The problem
Gather each line from the rows below that contains the word "shirt", and copy those lines out word for word.

============================================================

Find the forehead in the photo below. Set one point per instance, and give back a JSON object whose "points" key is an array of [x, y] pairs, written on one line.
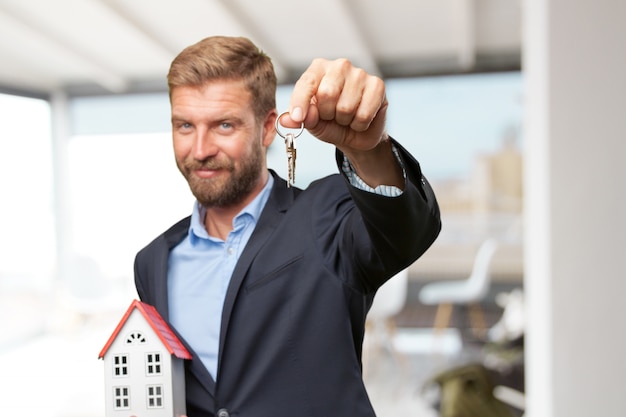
{"points": [[218, 96]]}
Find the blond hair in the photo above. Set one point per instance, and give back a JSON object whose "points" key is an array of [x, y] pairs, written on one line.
{"points": [[227, 58]]}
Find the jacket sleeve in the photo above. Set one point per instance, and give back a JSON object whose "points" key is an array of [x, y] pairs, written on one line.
{"points": [[401, 228]]}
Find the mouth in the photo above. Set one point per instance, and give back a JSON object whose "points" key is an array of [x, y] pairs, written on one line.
{"points": [[206, 173]]}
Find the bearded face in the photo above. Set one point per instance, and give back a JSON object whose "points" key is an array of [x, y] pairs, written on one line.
{"points": [[219, 144], [236, 181]]}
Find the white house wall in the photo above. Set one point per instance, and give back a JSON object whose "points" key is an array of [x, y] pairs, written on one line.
{"points": [[137, 378]]}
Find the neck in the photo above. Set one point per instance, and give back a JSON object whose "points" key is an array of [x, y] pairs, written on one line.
{"points": [[218, 221]]}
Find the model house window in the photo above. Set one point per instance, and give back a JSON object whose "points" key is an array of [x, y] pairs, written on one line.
{"points": [[153, 363], [135, 337], [121, 398], [155, 396], [120, 365]]}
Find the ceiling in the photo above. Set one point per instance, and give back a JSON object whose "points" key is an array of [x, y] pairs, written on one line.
{"points": [[88, 47]]}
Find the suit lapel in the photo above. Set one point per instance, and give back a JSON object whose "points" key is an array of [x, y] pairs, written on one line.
{"points": [[280, 200], [173, 237]]}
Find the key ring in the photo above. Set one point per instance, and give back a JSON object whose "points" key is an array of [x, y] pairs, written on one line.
{"points": [[277, 123]]}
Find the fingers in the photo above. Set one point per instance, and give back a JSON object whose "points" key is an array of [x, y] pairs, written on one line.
{"points": [[336, 91]]}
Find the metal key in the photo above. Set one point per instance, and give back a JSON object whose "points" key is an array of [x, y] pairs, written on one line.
{"points": [[290, 145]]}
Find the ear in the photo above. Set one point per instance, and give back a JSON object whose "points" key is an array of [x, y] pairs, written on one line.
{"points": [[269, 128]]}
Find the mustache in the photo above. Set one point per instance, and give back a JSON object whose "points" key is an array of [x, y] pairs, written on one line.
{"points": [[212, 164]]}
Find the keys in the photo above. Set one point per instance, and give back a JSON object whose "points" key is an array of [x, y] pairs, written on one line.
{"points": [[290, 145]]}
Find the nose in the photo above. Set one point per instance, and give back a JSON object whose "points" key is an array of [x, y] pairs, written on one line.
{"points": [[203, 146]]}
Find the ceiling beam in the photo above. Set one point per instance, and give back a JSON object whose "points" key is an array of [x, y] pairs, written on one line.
{"points": [[367, 59], [157, 38], [99, 72], [467, 38]]}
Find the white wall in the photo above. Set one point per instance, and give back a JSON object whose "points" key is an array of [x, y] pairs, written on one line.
{"points": [[575, 69]]}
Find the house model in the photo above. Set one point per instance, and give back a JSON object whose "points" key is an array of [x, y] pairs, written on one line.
{"points": [[144, 371]]}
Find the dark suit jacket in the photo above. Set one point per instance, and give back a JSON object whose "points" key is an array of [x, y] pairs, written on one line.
{"points": [[294, 314]]}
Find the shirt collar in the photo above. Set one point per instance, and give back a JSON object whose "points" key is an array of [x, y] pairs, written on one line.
{"points": [[253, 210]]}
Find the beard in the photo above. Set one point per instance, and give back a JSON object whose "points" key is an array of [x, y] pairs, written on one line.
{"points": [[224, 190]]}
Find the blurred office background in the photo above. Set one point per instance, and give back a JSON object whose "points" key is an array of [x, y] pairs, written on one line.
{"points": [[514, 109]]}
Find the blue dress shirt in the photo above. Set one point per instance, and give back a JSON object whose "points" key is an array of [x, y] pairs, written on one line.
{"points": [[199, 271], [200, 268]]}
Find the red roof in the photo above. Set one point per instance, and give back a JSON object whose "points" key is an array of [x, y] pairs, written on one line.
{"points": [[173, 345]]}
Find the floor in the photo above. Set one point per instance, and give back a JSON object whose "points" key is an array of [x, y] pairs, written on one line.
{"points": [[53, 370]]}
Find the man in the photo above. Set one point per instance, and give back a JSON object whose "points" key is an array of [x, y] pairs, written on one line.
{"points": [[269, 285]]}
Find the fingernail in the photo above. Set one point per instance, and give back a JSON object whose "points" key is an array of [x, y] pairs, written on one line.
{"points": [[296, 114]]}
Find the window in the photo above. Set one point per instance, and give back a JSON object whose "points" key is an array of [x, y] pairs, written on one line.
{"points": [[121, 398], [120, 365], [153, 364], [135, 337], [155, 396]]}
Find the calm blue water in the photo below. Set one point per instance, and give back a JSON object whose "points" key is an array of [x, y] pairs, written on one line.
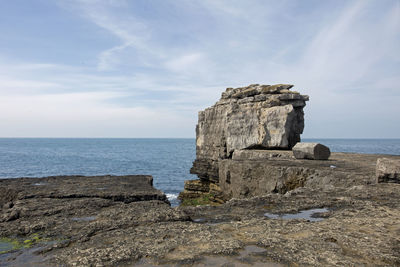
{"points": [[167, 160]]}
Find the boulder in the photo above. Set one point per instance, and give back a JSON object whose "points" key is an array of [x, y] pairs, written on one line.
{"points": [[311, 151], [388, 170], [256, 116]]}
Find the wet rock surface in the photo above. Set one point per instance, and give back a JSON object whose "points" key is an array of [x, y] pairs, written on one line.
{"points": [[388, 170], [360, 227]]}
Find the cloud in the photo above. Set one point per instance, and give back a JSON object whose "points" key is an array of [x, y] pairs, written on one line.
{"points": [[176, 57]]}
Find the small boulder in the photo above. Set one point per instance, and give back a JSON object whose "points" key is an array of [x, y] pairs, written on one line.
{"points": [[311, 151], [388, 170]]}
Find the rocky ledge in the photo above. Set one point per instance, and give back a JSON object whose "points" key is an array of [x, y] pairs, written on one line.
{"points": [[106, 221]]}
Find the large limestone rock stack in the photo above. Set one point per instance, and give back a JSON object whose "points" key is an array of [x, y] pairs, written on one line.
{"points": [[256, 116]]}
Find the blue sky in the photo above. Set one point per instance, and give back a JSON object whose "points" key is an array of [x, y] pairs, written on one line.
{"points": [[87, 68]]}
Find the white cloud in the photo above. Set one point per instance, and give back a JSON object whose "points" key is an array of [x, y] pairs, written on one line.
{"points": [[179, 61]]}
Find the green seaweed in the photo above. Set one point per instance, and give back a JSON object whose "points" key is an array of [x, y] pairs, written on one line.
{"points": [[18, 243]]}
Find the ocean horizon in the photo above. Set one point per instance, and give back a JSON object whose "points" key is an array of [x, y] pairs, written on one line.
{"points": [[168, 160]]}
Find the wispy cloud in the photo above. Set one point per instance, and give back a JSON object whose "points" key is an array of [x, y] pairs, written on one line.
{"points": [[175, 57]]}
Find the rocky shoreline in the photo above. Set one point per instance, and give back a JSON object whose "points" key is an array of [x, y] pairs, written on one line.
{"points": [[107, 221], [263, 198]]}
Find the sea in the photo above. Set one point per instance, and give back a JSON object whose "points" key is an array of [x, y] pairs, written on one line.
{"points": [[167, 160]]}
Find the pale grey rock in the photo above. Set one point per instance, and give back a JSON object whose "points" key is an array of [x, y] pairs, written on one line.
{"points": [[387, 170], [311, 151], [256, 116]]}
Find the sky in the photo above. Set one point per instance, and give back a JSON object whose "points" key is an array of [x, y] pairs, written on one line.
{"points": [[144, 68]]}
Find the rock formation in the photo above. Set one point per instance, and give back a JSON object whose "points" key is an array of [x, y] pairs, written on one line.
{"points": [[252, 117], [311, 151], [387, 170]]}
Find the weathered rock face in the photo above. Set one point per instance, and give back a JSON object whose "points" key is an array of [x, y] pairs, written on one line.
{"points": [[256, 116], [311, 151], [388, 170]]}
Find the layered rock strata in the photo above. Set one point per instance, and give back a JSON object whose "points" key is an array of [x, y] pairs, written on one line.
{"points": [[361, 216], [252, 117]]}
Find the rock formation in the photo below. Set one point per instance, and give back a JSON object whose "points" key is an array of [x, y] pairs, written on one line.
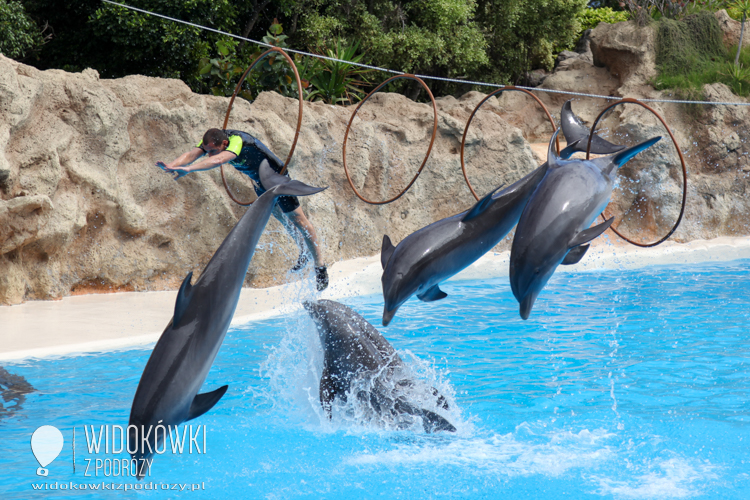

============================================================

Answer to the exercise
Find the shirt collar in the photo above. Set one point per instance, and give back a JSON object whose "points" key is an array of [x, y] pairs, written on one line.
Find the blue dress shirt in the photo above. Set one point per instance, and give back a JSON object whose "points" key is an array of [x, y] pairs, written on one line.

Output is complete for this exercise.